● Problem description
Edit the lines below by replacing "rear windshield" with "back windshield" and leaving everything else as it is.

● Records supplied
════
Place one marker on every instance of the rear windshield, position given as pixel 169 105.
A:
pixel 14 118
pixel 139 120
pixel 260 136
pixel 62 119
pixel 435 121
════
● Worked answer
Place one marker on every instance of the back windshield, position given as pixel 169 105.
A:
pixel 14 118
pixel 139 120
pixel 260 136
pixel 62 119
pixel 435 121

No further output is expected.